**WRITTEN PROBLEM:**
Convert the listing below into a Markdown table with two columns, Row and Line. Give each line its own numbered row and leave out blank lines.

[Coordinate labeling data]
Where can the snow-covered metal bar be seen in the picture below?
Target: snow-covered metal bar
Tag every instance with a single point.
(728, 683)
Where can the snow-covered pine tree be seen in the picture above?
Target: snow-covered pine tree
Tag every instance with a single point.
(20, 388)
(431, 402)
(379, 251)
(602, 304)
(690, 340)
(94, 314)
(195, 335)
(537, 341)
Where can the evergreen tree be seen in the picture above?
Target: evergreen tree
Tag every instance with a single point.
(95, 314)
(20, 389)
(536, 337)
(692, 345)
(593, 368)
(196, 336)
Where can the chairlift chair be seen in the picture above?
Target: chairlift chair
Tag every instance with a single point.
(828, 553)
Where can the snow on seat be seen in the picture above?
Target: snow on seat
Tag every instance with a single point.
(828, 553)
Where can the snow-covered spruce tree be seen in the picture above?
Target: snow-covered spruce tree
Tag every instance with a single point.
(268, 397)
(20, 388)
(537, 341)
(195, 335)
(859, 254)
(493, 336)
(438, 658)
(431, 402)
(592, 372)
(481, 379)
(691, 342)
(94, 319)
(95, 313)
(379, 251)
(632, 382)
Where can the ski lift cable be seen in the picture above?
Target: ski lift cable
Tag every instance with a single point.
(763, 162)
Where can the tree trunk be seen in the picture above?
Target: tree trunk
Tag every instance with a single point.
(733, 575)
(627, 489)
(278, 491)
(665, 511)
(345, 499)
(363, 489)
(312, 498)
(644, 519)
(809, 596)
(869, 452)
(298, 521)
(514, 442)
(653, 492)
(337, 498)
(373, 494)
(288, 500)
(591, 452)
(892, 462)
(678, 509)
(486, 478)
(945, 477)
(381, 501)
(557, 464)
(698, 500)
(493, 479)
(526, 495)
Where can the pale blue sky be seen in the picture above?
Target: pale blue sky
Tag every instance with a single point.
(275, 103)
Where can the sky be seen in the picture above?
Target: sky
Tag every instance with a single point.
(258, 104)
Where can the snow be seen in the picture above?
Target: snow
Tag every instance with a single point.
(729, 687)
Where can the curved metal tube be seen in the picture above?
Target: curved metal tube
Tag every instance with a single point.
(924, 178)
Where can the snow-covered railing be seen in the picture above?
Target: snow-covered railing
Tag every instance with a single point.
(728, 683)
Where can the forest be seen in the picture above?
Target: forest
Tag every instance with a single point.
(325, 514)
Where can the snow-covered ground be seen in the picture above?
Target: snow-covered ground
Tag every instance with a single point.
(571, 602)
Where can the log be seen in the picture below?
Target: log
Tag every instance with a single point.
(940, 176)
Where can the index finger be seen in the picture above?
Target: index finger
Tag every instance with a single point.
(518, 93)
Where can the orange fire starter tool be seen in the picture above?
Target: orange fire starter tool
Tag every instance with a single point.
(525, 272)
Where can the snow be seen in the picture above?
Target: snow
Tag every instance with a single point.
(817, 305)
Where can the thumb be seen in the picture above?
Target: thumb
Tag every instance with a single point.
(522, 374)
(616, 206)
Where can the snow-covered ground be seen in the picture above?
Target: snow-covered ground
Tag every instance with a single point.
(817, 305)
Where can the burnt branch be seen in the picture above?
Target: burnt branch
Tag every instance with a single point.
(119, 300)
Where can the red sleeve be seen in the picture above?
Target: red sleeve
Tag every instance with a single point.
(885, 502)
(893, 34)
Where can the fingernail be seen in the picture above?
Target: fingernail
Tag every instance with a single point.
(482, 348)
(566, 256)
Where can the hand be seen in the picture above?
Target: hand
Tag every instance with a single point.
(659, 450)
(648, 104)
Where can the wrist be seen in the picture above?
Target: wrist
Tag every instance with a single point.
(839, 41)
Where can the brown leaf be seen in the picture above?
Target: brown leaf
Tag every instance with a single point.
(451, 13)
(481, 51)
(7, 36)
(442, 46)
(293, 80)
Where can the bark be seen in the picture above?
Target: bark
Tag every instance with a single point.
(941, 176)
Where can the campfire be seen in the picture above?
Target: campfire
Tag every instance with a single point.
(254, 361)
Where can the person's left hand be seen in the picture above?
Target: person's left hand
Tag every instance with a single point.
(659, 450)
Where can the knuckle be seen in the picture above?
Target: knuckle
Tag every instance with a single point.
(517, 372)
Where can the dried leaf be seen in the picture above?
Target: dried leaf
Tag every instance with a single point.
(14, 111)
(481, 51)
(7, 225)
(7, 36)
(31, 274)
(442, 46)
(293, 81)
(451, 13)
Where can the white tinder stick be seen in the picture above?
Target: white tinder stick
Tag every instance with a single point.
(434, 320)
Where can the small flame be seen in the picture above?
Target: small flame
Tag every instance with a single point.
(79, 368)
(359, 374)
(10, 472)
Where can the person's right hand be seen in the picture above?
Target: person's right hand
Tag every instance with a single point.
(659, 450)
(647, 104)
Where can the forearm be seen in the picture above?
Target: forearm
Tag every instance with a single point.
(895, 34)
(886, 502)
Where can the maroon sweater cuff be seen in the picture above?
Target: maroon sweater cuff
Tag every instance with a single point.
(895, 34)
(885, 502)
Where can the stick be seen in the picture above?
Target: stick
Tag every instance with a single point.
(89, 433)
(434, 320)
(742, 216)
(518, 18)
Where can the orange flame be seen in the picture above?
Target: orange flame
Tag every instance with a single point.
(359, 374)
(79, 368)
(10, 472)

**EXPECTED ANSWER:**
| Row | Line |
|---|---|
| 1 | Where can the snow-covered metal bar be seen in the picture below? |
| 2 | Target: snow-covered metal bar |
| 3 | Tag every instance with a single point. |
| 4 | (728, 683) |
| 5 | Where can the snow-covered pine tree be seen in the picture above? |
| 6 | Target: snow-covered pine tree |
| 7 | Tag every instance with a single point. |
| 8 | (20, 388) |
| 9 | (431, 402) |
| 10 | (379, 251) |
| 11 | (602, 304) |
| 12 | (690, 340) |
| 13 | (94, 314) |
| 14 | (195, 335) |
| 15 | (537, 341) |
| 16 | Where can the evergreen tree be seen in the picture above? |
| 17 | Target: evergreen tree |
| 18 | Tag every instance with a single point. |
| 19 | (95, 314) |
| 20 | (20, 389) |
| 21 | (536, 337) |
| 22 | (692, 345) |
| 23 | (593, 368) |
| 24 | (196, 336) |
| 25 | Where can the chairlift chair be seen in the picture above? |
| 26 | Target: chairlift chair |
| 27 | Tag every instance with a single point. |
| 28 | (828, 553) |
| 29 | Where can the snow on seat be seen in the picture above? |
| 30 | Target: snow on seat |
| 31 | Tag every instance with a single point. |
| 32 | (828, 553) |
| 33 | Where can the snow-covered spruce tree be seen in the picture above? |
| 34 | Target: snow-covered spruce tree |
| 35 | Tag every instance with a single point. |
| 36 | (268, 397) |
| 37 | (20, 388) |
| 38 | (537, 341) |
| 39 | (195, 335) |
| 40 | (859, 254) |
| 41 | (493, 336) |
| 42 | (438, 658) |
| 43 | (431, 402) |
| 44 | (592, 372) |
| 45 | (481, 379) |
| 46 | (691, 342) |
| 47 | (94, 319) |
| 48 | (95, 313) |
| 49 | (379, 251) |
| 50 | (632, 382) |
| 51 | Where can the ski lift cable be seen in the picture above? |
| 52 | Target: ski lift cable |
| 53 | Tag every instance with a single point. |
| 54 | (763, 162) |
| 55 | Where can the tree trunk be seen in the picture above? |
| 56 | Target: tree trunk |
| 57 | Tag every instance with a single point. |
| 58 | (733, 575) |
| 59 | (627, 489) |
| 60 | (278, 491) |
| 61 | (665, 511) |
| 62 | (345, 499) |
| 63 | (363, 489) |
| 64 | (312, 498) |
| 65 | (644, 519) |
| 66 | (809, 596) |
| 67 | (869, 452) |
| 68 | (298, 521) |
| 69 | (514, 442) |
| 70 | (653, 492) |
| 71 | (337, 498) |
| 72 | (373, 494) |
| 73 | (288, 500) |
| 74 | (591, 452) |
| 75 | (892, 462) |
| 76 | (678, 509) |
| 77 | (486, 478) |
| 78 | (945, 477) |
| 79 | (381, 501) |
| 80 | (557, 464) |
| 81 | (698, 500) |
| 82 | (493, 479) |
| 83 | (526, 495) |
| 84 | Where can the pale blue sky be seen in the picture above? |
| 85 | Target: pale blue sky |
| 86 | Tag every instance with a single point. |
| 87 | (275, 103) |
| 88 | Where can the sky be seen in the picture above? |
| 89 | Target: sky |
| 90 | Tag every instance with a single point. |
| 91 | (258, 104) |
| 92 | Where can the snow be seen in the picture above? |
| 93 | Target: snow |
| 94 | Tag every instance with a single point. |
| 95 | (729, 687) |
| 96 | Where can the curved metal tube be seen in the picture above? |
| 97 | Target: curved metal tube |
| 98 | Tag every instance with a single point. |
| 99 | (924, 178) |
| 100 | Where can the snow-covered railing be seen in the picture above? |
| 101 | Target: snow-covered railing |
| 102 | Tag every instance with a single point. |
| 103 | (728, 683) |
| 104 | Where can the forest be seen in the picture above? |
| 105 | Target: forest |
| 106 | Tag every instance with a single point. |
| 107 | (325, 514) |
| 108 | Where can the snow-covered ground be seen in the picture above? |
| 109 | Target: snow-covered ground |
| 110 | Tag every instance with a single point. |
| 111 | (571, 602) |
| 112 | Where can the log be seen in the picture below? |
| 113 | Target: log |
| 114 | Tag every instance with a single point. |
| 115 | (940, 176) |
| 116 | Where can the index finger be seen in the picture above? |
| 117 | Target: index finger |
| 118 | Tag every instance with a single point. |
| 119 | (518, 93) |
| 120 | Where can the orange fire starter tool be seen in the picture above? |
| 121 | Target: orange fire starter tool |
| 122 | Tag every instance with a single point. |
| 123 | (525, 272) |
| 124 | Where can the snow be seen in the picture above? |
| 125 | Target: snow |
| 126 | Tag every instance with a single point. |
| 127 | (817, 305) |
| 128 | Where can the thumb be seen in the picture above? |
| 129 | Target: thumb |
| 130 | Tag every instance with a single point. |
| 131 | (522, 374) |
| 132 | (616, 206) |
| 133 | Where can the snow-covered ground be seen in the picture above? |
| 134 | Target: snow-covered ground |
| 135 | Tag every instance with a single point. |
| 136 | (817, 305) |
| 137 | Where can the burnt branch be seen in the picture above? |
| 138 | Target: burnt branch |
| 139 | Tag every instance with a single point. |
| 140 | (119, 300) |
| 141 | Where can the red sleeve be seen in the picture above? |
| 142 | Target: red sleeve |
| 143 | Tag every instance with a single point. |
| 144 | (885, 502) |
| 145 | (893, 34) |
| 146 | Where can the fingernail be seen in the picture above? |
| 147 | Target: fingernail |
| 148 | Tag every instance with a single point. |
| 149 | (482, 348) |
| 150 | (566, 256) |
| 151 | Where can the hand be seen in the picture above? |
| 152 | Target: hand |
| 153 | Tag every instance with a single point. |
| 154 | (659, 450) |
| 155 | (648, 104) |
| 156 | Where can the wrist be seen in the picture above? |
| 157 | Target: wrist |
| 158 | Tag every instance with a single point. |
| 159 | (839, 41) |
| 160 | Where can the brown leaf be seen in the picture above? |
| 161 | Target: brown leaf |
| 162 | Tag every instance with a single point. |
| 163 | (451, 13) |
| 164 | (481, 51) |
| 165 | (7, 36) |
| 166 | (442, 46) |
| 167 | (293, 80) |
| 168 | Where can the bark be seen in the picture above? |
| 169 | Target: bark |
| 170 | Tag every instance with a single point. |
| 171 | (941, 176) |
| 172 | Where can the campfire be seen in the picture above? |
| 173 | Target: campfire |
| 174 | Tag every instance with a single point. |
| 175 | (254, 361) |
| 176 | Where can the person's left hand be seen in the picture above? |
| 177 | Target: person's left hand |
| 178 | Tag every instance with a single point. |
| 179 | (659, 450) |
| 180 | Where can the knuckle be seen in the picture above? |
| 181 | Target: knuckle |
| 182 | Tag every instance with a single point. |
| 183 | (517, 372) |
| 184 | Where can the dried leaf be seen in the picture above? |
| 185 | Target: dried leaf |
| 186 | Tag every instance with a single point. |
| 187 | (14, 111) |
| 188 | (481, 51) |
| 189 | (7, 225) |
| 190 | (7, 36) |
| 191 | (31, 274) |
| 192 | (442, 46) |
| 193 | (293, 81) |
| 194 | (451, 13) |
| 195 | Where can the white tinder stick be seen in the picture above? |
| 196 | Target: white tinder stick |
| 197 | Tag every instance with a single point. |
| 198 | (434, 320) |
| 199 | Where can the small flame be seen in the picture above? |
| 200 | Target: small flame |
| 201 | Tag every instance with a single point. |
| 202 | (79, 368) |
| 203 | (359, 374) |
| 204 | (10, 472) |
| 205 | Where can the person's right hand be seen in the picture above? |
| 206 | Target: person's right hand |
| 207 | Tag every instance with a single point. |
| 208 | (659, 450) |
| 209 | (647, 104) |
| 210 | Where can the forearm be seen in the picture above? |
| 211 | Target: forearm |
| 212 | Tag every instance with a single point. |
| 213 | (895, 34) |
| 214 | (886, 502) |
| 215 | Where can the maroon sweater cuff be seen in the picture above? |
| 216 | Target: maroon sweater cuff |
| 217 | Tag every instance with a single point. |
| 218 | (895, 34) |
| 219 | (885, 502) |
| 220 | Where can the stick be seen in the picture above? |
| 221 | Target: stick |
| 222 | Tag every instance with a single point. |
| 223 | (89, 433) |
| 224 | (434, 320) |
| 225 | (742, 216) |
| 226 | (518, 18) |
| 227 | Where can the orange flame be seen in the picture above? |
| 228 | Target: orange flame |
| 229 | Tag every instance with a single point. |
| 230 | (359, 374) |
| 231 | (79, 368) |
| 232 | (10, 472) |